What is asked: Update the data below by replacing "integer pixel values" with "whole-number pixel coordinates" throughout, changing nothing else. Leave the pictures out of your answer.

---- Data to use

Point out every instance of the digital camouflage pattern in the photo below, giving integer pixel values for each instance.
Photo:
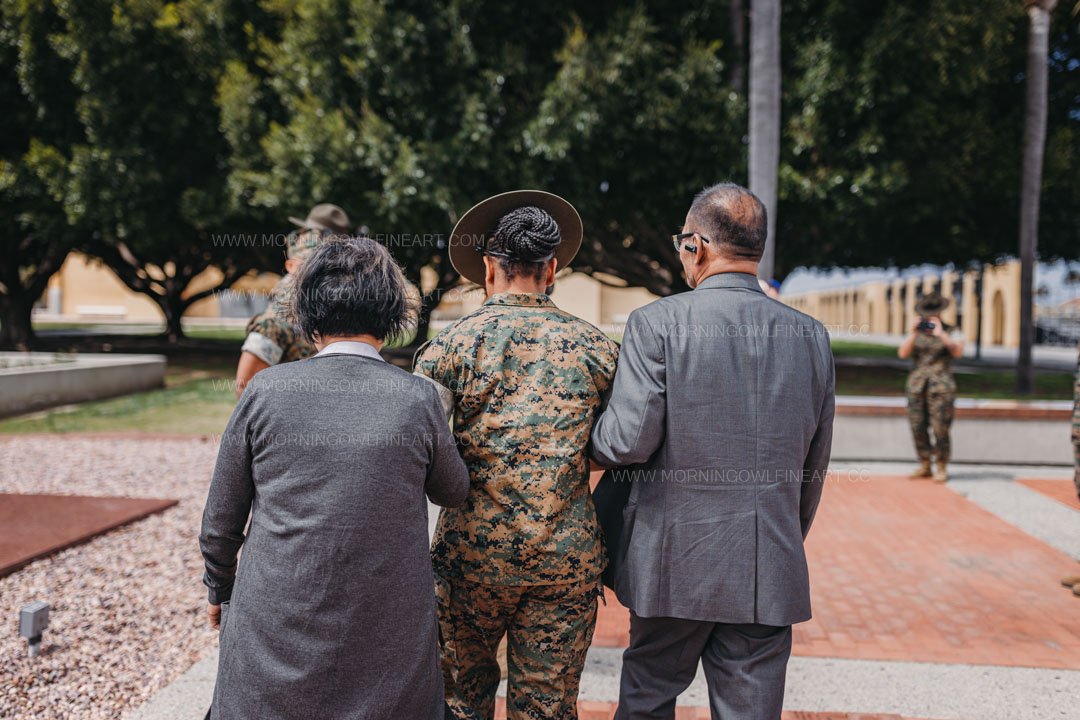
(525, 381)
(931, 396)
(271, 335)
(549, 629)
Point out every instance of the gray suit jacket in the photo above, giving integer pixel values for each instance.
(332, 611)
(724, 402)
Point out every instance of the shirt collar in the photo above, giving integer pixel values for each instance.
(737, 280)
(350, 348)
(525, 299)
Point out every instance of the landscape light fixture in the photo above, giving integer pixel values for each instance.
(32, 621)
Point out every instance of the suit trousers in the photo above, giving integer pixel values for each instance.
(745, 667)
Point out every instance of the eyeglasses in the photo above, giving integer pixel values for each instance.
(678, 238)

--------

Response to the exercise:
Point out every instance of the digital camouflage pattern in the photo below, giving whole-number pixel coordinates for each instance.
Photo:
(525, 381)
(931, 396)
(271, 335)
(549, 629)
Point out every instance of the gray suit jacket in the photo above, giving whole-number pixel coordinates for each instance.
(332, 611)
(724, 402)
Point out every instance of the shirt collar in the photo above, giving whole-number pixel coordinates for each instance.
(737, 280)
(350, 348)
(525, 299)
Point out every instance of the landscape light fixture in the photo above, giving whole-number pixel coordinates for each instance.
(32, 621)
Point out every instance of the suit trousers in the photo above, giving whole-number pixel coordinates for each instance.
(745, 667)
Point out every instance of the eyeglasses in the photo above, giving whole-number pixel coordinates for each instance.
(678, 238)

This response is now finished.